SHORT PROBLEM: Rewrite the rows from the line containing "# point at: the blurred green" through the last row inclusive, putting "coat collar" in place of "shirt collar" and keeping everything else the same.

Excerpts from point annotation data:
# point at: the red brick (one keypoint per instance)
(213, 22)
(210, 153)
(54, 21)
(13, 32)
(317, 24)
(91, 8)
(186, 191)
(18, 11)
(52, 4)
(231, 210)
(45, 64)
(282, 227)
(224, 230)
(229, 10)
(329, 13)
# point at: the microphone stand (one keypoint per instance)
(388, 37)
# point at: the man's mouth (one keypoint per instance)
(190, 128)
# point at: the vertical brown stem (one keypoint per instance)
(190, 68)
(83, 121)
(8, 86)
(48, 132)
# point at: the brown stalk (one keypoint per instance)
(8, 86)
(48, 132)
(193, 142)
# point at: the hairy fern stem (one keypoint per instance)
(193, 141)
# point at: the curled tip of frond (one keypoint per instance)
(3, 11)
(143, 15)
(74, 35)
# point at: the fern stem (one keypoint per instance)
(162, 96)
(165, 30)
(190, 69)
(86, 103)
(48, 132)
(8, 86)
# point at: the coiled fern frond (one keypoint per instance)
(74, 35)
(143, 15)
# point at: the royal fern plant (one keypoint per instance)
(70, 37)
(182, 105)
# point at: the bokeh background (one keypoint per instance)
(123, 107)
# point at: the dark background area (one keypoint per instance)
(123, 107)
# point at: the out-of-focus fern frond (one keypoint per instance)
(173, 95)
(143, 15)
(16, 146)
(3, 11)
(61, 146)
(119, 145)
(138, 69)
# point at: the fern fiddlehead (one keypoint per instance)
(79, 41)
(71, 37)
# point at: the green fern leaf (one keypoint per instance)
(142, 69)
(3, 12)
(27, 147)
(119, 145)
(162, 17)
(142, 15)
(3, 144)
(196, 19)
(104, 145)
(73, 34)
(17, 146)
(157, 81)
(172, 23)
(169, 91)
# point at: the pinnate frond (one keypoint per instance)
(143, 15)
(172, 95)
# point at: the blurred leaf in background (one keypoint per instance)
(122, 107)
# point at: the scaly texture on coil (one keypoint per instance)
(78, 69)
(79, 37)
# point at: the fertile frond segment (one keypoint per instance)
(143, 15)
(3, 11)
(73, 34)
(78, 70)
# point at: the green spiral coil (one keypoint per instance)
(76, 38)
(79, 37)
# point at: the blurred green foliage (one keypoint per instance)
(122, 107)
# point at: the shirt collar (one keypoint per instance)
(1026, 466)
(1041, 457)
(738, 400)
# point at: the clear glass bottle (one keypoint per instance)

EXERCISE OUTPUT:
# point at: the blurred green foliage (one keypoint per instance)
(122, 107)
# point at: the coat collar (one keypoint per instance)
(1026, 466)
(1041, 457)
(738, 400)
# point at: the clear glass bottle (one keypoint per instance)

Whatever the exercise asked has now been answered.